> _WHAT IS EXPECTED_
According to the text about the Mehrbach, which nature park does the river flow through from the hamlet of Dasbach to its mouth?

> _TEXT PASSAGE_
Physical characteristics
- • location: North of Werkhausen
- • coordinates: 50°44′24″N 7°32′23″E﻿ / ﻿50.740133°N 7.539617°E
- • elevation: ca. 319 m above sea level (NHN)
- • location: Near Ehrenstein into the Wied
- • coordinates: 50°37′02″N 7°27′05″E﻿ / ﻿50.617277°N 7.451332°E
- • elevation: ca. 152 m above sea level (NHN)
- Length: 22.944 km (14.257 mi)
- Basin size: 65.868 km^{2} (25.432 sq mi)

Basin features
- Progression: Wied→ Rhine→ North Sea

= Mehrbach =

River in Germany

The Mehrbach (/de/) is a river, 23 km long, and a tributary of the Wied.
Its GKZ is 27164, its catchment has an area of 65.868 km2.

== Course ==
The Mehrbach rises in the north of the Westerwald, north of Werkhausen, in the vicinity of the border between Rhineland-Palatinate and North Rhine-Westphalia, and flows in a southerly direction. On its way to the Wied it initially crosses the territories of Werkhausen, Hasselbach and Forstmehren. It then forms the boundary between the parishes of Ersfeld and Kraam and flows through the village of Mehren in a southerly direction. South of Hirz-Maulsbach to its confluence, the Mehrbach forms the boundary between the districts of Neuwied on the right and Altenkirchen on the left, apart from a break near Dasbach. In Neuwied the Mehrbach flows through the municipality of Asbach with its parishes and hamlets of Altenhofen, Niedermühlen, Kapaunsmühle, Diefenau, Altenburg and Ehrenstein; in the district of Altenkirchen it passes through the municipalities of Kescheid and Rott.

Its left hand tributaries are (from the source) the Werkhausener Bach, the Weyerbuscher Bach and the Ahlbach. Its right bank tributaries are the streams of Retterserbach (called the Scherenbach near its source and also called the Peschbach near Ersfeld), Friesbach, Maulsbach, Hirzbach and Krumbach.

From the hamlet of Dasbach to its mouth the Mehrbach flows through the Rhine-Westerwald Nature Park.

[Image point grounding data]
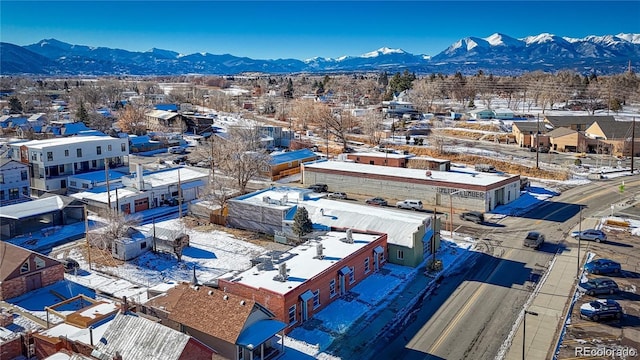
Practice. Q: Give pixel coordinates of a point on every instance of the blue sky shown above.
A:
(303, 29)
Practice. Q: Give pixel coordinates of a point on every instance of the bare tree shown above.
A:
(241, 155)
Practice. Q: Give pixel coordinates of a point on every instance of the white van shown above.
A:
(409, 204)
(175, 150)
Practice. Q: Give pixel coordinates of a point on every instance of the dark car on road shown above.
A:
(603, 266)
(319, 187)
(599, 286)
(601, 309)
(376, 201)
(475, 216)
(590, 234)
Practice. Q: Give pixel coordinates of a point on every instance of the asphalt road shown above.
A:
(472, 311)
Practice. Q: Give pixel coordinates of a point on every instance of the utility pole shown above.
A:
(106, 175)
(86, 234)
(633, 142)
(538, 143)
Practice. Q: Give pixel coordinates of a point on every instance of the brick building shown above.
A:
(295, 285)
(22, 271)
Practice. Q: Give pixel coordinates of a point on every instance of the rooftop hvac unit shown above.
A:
(282, 273)
(349, 236)
(319, 254)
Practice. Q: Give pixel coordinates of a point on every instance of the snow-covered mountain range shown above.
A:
(499, 54)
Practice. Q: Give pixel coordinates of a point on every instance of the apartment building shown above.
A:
(52, 161)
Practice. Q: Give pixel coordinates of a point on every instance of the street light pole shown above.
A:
(579, 238)
(524, 329)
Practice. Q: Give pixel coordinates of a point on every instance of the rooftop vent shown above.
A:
(282, 273)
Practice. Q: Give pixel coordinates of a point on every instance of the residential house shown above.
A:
(236, 327)
(51, 161)
(613, 137)
(148, 189)
(566, 139)
(288, 163)
(130, 336)
(14, 182)
(297, 284)
(481, 114)
(22, 271)
(160, 120)
(530, 134)
(41, 215)
(503, 114)
(271, 211)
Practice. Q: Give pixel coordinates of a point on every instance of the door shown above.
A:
(34, 282)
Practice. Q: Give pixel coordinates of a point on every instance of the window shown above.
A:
(292, 315)
(14, 193)
(332, 288)
(316, 299)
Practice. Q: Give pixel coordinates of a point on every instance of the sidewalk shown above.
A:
(550, 303)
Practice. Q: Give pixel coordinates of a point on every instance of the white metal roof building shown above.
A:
(470, 190)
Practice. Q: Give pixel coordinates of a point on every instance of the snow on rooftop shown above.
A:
(453, 177)
(302, 262)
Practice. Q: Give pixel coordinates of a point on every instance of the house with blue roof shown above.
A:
(288, 163)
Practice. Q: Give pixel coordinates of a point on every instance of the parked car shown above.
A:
(599, 286)
(319, 187)
(409, 204)
(534, 239)
(590, 234)
(601, 309)
(376, 201)
(603, 266)
(475, 216)
(337, 195)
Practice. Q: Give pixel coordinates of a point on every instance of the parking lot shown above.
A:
(616, 336)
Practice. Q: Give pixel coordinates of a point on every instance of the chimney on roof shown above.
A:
(194, 280)
(124, 307)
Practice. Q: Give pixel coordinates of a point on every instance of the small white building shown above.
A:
(135, 244)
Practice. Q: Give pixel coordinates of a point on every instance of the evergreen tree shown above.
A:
(82, 114)
(301, 222)
(15, 106)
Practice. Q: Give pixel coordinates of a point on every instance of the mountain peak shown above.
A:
(382, 51)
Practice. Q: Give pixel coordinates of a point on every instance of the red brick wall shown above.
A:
(18, 286)
(279, 304)
(195, 350)
(11, 349)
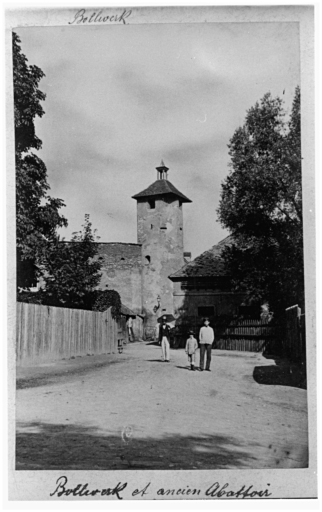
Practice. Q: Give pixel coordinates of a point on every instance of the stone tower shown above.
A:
(160, 231)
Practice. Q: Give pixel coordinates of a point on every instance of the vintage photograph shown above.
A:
(161, 304)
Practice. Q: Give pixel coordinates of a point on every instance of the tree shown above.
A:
(37, 214)
(71, 269)
(261, 204)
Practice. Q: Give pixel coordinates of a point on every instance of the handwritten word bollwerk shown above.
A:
(82, 17)
(83, 491)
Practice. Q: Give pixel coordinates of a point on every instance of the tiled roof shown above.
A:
(208, 264)
(161, 187)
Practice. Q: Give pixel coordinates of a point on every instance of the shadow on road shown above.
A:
(282, 373)
(44, 446)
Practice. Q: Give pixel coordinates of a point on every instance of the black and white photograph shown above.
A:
(161, 189)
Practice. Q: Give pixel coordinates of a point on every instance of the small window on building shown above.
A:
(206, 311)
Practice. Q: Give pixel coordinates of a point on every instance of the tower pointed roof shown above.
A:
(162, 187)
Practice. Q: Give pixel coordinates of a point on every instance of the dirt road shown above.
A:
(134, 411)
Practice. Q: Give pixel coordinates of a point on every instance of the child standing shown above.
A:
(191, 347)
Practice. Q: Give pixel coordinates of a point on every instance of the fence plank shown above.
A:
(49, 333)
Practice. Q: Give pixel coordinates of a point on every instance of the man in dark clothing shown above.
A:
(164, 337)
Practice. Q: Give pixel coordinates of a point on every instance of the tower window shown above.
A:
(206, 311)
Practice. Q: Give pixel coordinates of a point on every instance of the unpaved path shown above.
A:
(141, 413)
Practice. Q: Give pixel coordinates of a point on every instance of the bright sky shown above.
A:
(121, 98)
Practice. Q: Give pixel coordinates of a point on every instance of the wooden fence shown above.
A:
(251, 335)
(48, 333)
(294, 339)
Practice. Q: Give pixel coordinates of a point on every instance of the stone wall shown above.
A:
(122, 271)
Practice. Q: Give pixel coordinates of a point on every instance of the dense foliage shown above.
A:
(37, 213)
(70, 269)
(261, 204)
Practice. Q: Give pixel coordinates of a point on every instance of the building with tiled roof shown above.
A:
(208, 264)
(202, 288)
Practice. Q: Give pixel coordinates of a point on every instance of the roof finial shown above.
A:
(162, 171)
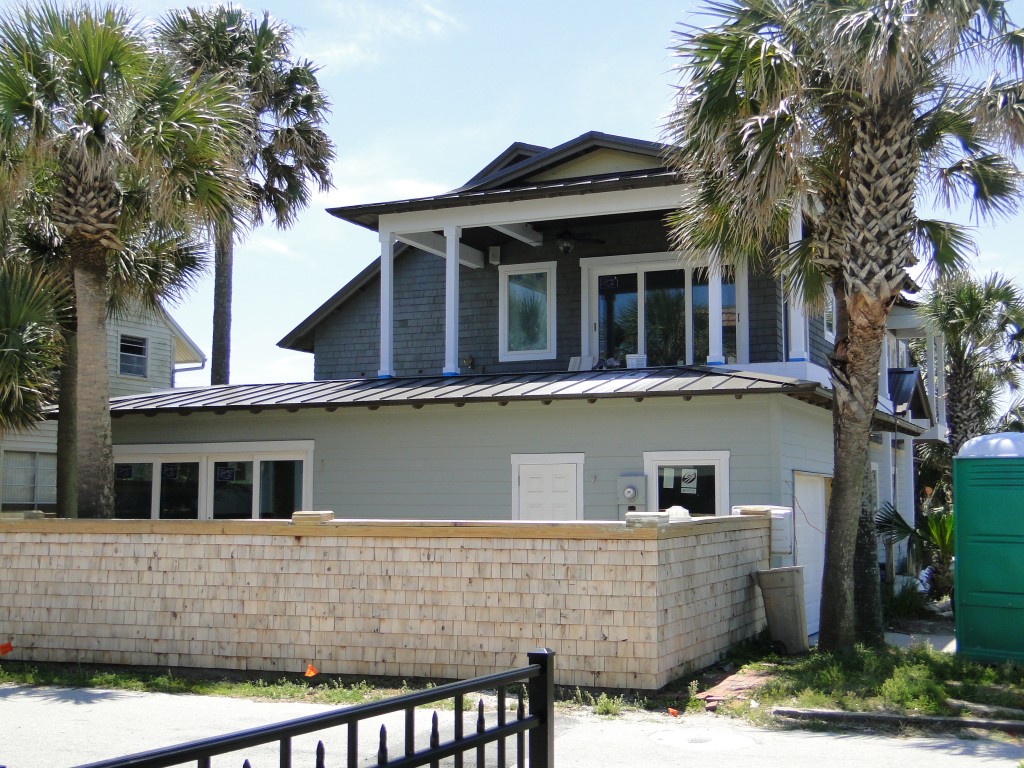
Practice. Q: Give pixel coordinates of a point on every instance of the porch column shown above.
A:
(940, 380)
(884, 370)
(452, 235)
(798, 321)
(715, 356)
(387, 305)
(930, 369)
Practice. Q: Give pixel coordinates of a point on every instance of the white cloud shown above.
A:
(357, 33)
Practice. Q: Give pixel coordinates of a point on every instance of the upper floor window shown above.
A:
(526, 311)
(133, 356)
(829, 315)
(656, 308)
(30, 480)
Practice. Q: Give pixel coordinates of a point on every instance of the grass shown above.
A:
(283, 688)
(911, 681)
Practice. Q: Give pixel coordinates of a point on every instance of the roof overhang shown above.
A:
(637, 384)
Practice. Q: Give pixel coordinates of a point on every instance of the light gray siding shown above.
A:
(444, 462)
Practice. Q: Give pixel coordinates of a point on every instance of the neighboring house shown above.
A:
(530, 347)
(143, 350)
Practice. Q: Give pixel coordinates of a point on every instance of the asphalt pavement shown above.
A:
(54, 727)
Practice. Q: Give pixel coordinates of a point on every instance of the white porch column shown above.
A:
(884, 369)
(452, 235)
(930, 373)
(715, 356)
(387, 304)
(798, 321)
(940, 380)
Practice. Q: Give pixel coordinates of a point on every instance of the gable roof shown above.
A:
(510, 176)
(518, 173)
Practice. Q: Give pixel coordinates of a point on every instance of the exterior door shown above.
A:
(548, 489)
(809, 509)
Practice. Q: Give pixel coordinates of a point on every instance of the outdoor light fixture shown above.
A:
(565, 242)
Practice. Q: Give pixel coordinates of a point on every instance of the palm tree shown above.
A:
(31, 304)
(841, 112)
(114, 132)
(154, 267)
(981, 323)
(287, 148)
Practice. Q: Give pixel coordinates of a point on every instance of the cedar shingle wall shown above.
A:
(623, 607)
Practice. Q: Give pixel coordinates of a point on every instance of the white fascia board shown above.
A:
(433, 243)
(522, 232)
(543, 209)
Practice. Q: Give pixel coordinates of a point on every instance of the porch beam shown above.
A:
(435, 244)
(522, 232)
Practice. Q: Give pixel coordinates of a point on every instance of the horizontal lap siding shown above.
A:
(443, 462)
(160, 355)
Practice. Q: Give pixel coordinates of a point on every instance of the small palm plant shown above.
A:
(931, 543)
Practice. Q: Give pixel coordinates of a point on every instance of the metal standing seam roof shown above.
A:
(368, 214)
(421, 390)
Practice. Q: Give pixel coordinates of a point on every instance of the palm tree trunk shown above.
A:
(95, 452)
(67, 421)
(223, 265)
(866, 579)
(963, 409)
(855, 380)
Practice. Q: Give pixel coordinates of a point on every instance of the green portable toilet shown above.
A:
(988, 497)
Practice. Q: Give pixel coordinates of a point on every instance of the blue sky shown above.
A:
(424, 94)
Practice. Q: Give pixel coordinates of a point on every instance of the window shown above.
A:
(30, 480)
(219, 481)
(652, 306)
(133, 356)
(829, 315)
(526, 311)
(697, 481)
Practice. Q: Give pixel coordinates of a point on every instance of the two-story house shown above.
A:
(529, 346)
(143, 350)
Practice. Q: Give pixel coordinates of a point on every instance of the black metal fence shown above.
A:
(531, 727)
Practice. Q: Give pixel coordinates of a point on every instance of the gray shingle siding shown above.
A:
(765, 322)
(347, 342)
(820, 349)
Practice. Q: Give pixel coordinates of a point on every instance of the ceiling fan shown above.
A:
(566, 241)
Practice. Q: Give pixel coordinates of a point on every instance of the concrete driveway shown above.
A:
(53, 727)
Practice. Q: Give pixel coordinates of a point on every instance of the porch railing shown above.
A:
(535, 719)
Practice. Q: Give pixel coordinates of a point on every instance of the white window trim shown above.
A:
(593, 268)
(208, 454)
(526, 459)
(718, 459)
(504, 271)
(829, 329)
(144, 357)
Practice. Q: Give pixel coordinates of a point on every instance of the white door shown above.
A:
(548, 492)
(809, 510)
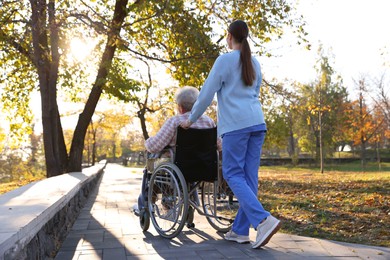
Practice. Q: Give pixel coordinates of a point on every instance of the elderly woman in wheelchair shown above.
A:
(181, 165)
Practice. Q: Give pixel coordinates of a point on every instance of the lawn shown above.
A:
(349, 206)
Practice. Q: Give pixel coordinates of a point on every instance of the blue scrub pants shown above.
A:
(241, 152)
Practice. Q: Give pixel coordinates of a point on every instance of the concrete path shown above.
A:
(108, 229)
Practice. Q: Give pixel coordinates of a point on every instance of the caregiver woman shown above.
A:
(236, 78)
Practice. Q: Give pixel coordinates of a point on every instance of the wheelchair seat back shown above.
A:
(196, 154)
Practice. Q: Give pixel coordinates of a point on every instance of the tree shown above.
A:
(35, 33)
(365, 122)
(321, 105)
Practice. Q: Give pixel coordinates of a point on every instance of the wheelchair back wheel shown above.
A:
(219, 202)
(168, 200)
(144, 219)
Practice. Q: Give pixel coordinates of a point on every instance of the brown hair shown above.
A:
(239, 30)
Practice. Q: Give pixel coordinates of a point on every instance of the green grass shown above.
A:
(349, 206)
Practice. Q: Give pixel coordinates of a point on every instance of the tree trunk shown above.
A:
(76, 150)
(141, 116)
(46, 60)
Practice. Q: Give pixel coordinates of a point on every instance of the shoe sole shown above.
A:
(275, 229)
(239, 241)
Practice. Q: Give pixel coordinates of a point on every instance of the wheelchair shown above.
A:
(189, 180)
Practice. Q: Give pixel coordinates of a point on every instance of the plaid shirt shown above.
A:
(167, 134)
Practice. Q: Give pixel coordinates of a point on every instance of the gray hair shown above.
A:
(186, 97)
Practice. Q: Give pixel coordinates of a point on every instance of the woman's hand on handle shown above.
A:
(186, 124)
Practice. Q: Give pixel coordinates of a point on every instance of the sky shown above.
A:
(354, 32)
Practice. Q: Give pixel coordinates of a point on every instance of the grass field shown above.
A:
(350, 206)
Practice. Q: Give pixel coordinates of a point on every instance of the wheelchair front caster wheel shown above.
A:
(190, 216)
(190, 225)
(144, 219)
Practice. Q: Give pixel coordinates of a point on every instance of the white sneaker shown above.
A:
(265, 230)
(231, 236)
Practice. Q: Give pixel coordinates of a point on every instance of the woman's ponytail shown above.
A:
(239, 30)
(248, 73)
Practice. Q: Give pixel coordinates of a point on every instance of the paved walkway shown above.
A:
(107, 229)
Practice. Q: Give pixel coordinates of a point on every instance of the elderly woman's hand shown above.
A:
(186, 124)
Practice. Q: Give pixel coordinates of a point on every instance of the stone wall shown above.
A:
(39, 232)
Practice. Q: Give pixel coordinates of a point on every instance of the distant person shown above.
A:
(236, 78)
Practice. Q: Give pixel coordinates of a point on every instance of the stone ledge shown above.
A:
(29, 214)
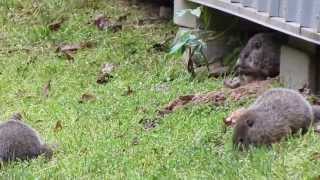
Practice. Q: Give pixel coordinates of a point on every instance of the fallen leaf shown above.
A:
(16, 116)
(150, 20)
(123, 17)
(58, 126)
(218, 98)
(68, 50)
(68, 47)
(232, 119)
(128, 92)
(105, 73)
(149, 124)
(135, 141)
(46, 89)
(115, 27)
(55, 25)
(315, 156)
(86, 97)
(163, 87)
(175, 104)
(101, 22)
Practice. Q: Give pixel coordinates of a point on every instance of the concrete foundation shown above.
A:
(297, 69)
(187, 20)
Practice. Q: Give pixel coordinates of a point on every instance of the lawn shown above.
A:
(104, 138)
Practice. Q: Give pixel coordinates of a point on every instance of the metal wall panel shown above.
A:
(298, 18)
(273, 8)
(262, 5)
(303, 12)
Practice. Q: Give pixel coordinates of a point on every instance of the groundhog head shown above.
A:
(246, 130)
(260, 57)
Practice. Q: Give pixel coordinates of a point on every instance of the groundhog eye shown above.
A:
(250, 122)
(257, 45)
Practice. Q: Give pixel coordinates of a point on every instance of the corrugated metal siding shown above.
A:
(300, 18)
(304, 12)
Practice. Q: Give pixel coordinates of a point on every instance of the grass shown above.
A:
(103, 139)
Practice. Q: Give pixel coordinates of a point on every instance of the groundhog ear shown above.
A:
(257, 44)
(250, 122)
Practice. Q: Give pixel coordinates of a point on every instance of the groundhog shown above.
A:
(276, 114)
(258, 60)
(20, 141)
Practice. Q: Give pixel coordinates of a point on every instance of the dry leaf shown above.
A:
(128, 92)
(149, 124)
(16, 116)
(58, 126)
(101, 22)
(46, 89)
(55, 25)
(123, 17)
(86, 97)
(105, 73)
(232, 119)
(135, 141)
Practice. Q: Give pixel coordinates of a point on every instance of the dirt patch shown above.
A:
(217, 98)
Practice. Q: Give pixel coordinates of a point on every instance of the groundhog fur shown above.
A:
(258, 60)
(274, 115)
(18, 141)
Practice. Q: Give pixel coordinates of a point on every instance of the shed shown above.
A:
(300, 19)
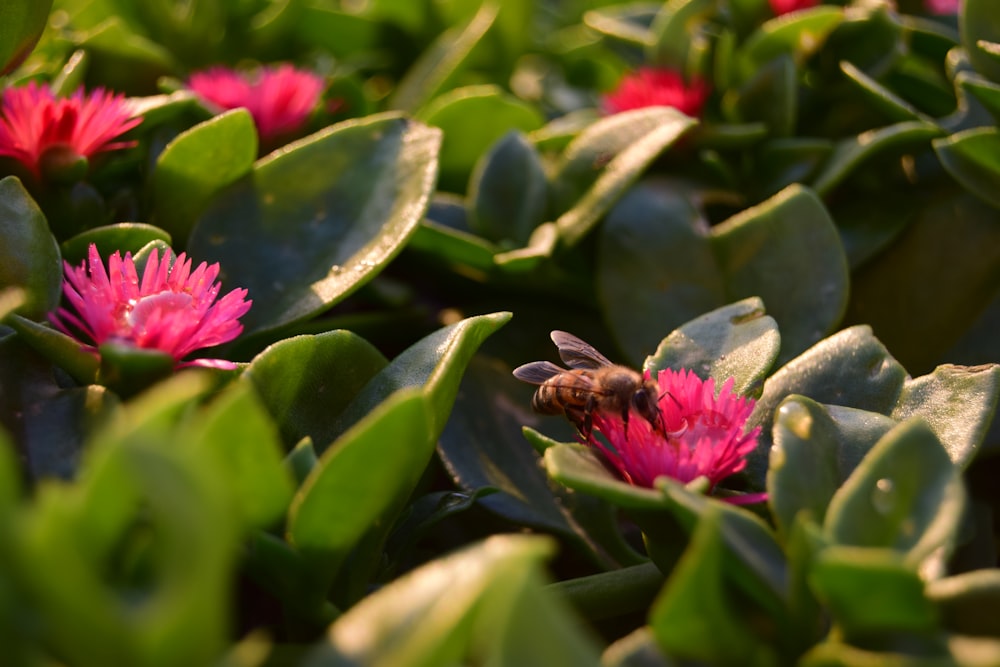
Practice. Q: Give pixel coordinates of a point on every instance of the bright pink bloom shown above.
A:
(172, 309)
(942, 7)
(704, 434)
(648, 86)
(34, 121)
(280, 99)
(780, 7)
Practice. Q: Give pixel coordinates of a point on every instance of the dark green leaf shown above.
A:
(29, 255)
(906, 495)
(508, 193)
(972, 158)
(738, 341)
(473, 119)
(605, 160)
(315, 221)
(199, 163)
(306, 380)
(21, 24)
(787, 252)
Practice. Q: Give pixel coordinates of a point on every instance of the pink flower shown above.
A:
(704, 434)
(280, 99)
(173, 309)
(780, 7)
(39, 129)
(942, 7)
(649, 86)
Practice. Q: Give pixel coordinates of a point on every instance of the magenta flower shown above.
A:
(172, 309)
(45, 132)
(648, 86)
(280, 99)
(780, 7)
(704, 434)
(942, 7)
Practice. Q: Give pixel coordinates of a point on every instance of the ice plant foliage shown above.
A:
(780, 7)
(280, 98)
(942, 7)
(705, 434)
(172, 309)
(649, 86)
(35, 124)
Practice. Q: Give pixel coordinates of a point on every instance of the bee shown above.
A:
(592, 384)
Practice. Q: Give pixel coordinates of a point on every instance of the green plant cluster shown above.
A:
(357, 491)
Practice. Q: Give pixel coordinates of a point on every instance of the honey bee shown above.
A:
(592, 384)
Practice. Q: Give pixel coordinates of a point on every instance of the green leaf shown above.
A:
(736, 341)
(473, 119)
(851, 369)
(508, 193)
(121, 237)
(199, 163)
(427, 77)
(850, 153)
(815, 449)
(971, 158)
(787, 252)
(361, 482)
(305, 380)
(29, 255)
(698, 615)
(655, 267)
(871, 591)
(238, 432)
(323, 216)
(961, 600)
(605, 160)
(978, 22)
(906, 495)
(435, 363)
(21, 24)
(497, 611)
(958, 403)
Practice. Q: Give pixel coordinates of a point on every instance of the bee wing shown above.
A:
(537, 372)
(576, 353)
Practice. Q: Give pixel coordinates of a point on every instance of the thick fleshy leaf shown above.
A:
(958, 403)
(978, 21)
(971, 157)
(315, 221)
(849, 154)
(815, 449)
(736, 341)
(700, 615)
(787, 252)
(602, 162)
(29, 255)
(497, 610)
(871, 591)
(962, 599)
(427, 77)
(360, 483)
(851, 369)
(508, 192)
(21, 24)
(473, 119)
(199, 163)
(236, 429)
(435, 363)
(306, 380)
(906, 495)
(122, 237)
(655, 266)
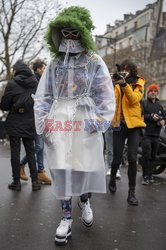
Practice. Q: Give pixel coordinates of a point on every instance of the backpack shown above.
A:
(25, 102)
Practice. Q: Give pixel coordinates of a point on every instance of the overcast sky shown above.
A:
(107, 11)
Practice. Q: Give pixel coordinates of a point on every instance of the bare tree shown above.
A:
(22, 27)
(139, 54)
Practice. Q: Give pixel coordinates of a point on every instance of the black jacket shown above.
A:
(23, 83)
(153, 127)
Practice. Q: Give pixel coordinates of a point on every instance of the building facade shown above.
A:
(140, 37)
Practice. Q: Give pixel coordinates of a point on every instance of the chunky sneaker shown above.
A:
(35, 186)
(145, 181)
(63, 232)
(22, 174)
(108, 172)
(43, 178)
(15, 186)
(152, 180)
(131, 199)
(87, 213)
(112, 184)
(118, 175)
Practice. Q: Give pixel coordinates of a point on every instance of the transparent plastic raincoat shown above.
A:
(69, 99)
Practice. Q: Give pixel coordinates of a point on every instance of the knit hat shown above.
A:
(73, 17)
(153, 86)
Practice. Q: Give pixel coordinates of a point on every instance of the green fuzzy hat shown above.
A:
(73, 17)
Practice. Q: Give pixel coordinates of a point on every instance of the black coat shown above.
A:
(153, 127)
(23, 83)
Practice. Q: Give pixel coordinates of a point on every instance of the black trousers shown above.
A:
(15, 147)
(133, 137)
(149, 151)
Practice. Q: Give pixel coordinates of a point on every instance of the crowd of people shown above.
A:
(75, 89)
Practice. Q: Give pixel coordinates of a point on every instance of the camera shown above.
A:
(159, 120)
(119, 76)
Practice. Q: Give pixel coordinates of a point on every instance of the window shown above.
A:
(125, 30)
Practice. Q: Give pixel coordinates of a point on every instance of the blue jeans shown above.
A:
(109, 145)
(39, 147)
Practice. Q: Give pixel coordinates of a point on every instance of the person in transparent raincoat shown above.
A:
(74, 104)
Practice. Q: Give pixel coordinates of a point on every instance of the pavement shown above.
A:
(28, 220)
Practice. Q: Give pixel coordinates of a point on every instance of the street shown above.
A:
(28, 220)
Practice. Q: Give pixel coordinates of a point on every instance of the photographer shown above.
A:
(129, 89)
(154, 118)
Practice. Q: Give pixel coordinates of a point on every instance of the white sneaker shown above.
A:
(118, 175)
(87, 213)
(63, 232)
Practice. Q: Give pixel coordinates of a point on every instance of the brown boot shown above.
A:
(23, 174)
(43, 178)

> _COMPLETED TASK_
The Rhine-Westerwald Nature Park.